# WHAT YOU HAVE TO DO:
Lines with "black": pull these out of the listing below.

# RECORDS SHOWN:
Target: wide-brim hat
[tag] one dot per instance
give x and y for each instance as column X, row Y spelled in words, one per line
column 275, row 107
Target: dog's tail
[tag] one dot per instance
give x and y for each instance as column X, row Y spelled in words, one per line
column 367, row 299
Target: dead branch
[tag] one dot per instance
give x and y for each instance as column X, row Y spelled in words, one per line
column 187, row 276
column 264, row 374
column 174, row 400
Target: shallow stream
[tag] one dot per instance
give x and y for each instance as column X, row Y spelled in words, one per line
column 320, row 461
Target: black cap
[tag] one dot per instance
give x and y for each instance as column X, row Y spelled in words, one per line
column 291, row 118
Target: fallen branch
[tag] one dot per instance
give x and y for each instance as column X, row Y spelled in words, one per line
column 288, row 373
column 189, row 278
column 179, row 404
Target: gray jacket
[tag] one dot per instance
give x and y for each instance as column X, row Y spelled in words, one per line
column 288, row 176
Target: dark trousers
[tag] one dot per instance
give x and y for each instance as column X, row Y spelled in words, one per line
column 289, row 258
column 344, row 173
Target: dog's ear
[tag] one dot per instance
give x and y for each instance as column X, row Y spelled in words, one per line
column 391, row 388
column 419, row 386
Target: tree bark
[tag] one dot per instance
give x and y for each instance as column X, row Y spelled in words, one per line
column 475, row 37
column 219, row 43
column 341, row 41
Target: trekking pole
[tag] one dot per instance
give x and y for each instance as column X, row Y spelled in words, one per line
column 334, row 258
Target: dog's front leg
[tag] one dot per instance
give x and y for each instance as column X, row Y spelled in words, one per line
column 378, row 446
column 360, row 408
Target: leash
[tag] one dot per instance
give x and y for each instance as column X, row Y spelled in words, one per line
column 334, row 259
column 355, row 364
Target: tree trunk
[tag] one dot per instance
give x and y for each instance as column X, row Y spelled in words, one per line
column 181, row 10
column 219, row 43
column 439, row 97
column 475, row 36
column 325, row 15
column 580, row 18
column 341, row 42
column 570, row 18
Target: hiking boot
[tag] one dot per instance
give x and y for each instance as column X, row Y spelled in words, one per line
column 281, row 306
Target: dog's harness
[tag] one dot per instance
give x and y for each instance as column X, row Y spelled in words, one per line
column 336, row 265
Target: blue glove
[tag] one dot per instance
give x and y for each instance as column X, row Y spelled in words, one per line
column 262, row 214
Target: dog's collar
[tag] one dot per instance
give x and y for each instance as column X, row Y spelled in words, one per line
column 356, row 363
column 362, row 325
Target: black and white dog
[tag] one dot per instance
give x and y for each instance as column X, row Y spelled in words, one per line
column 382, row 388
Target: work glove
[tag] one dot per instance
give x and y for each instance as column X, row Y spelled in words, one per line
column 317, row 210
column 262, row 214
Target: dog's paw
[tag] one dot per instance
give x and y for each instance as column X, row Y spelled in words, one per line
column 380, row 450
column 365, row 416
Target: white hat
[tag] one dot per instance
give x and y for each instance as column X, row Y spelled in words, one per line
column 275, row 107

# ANSWER SECTION:
Target: black cap
Target: black and white dog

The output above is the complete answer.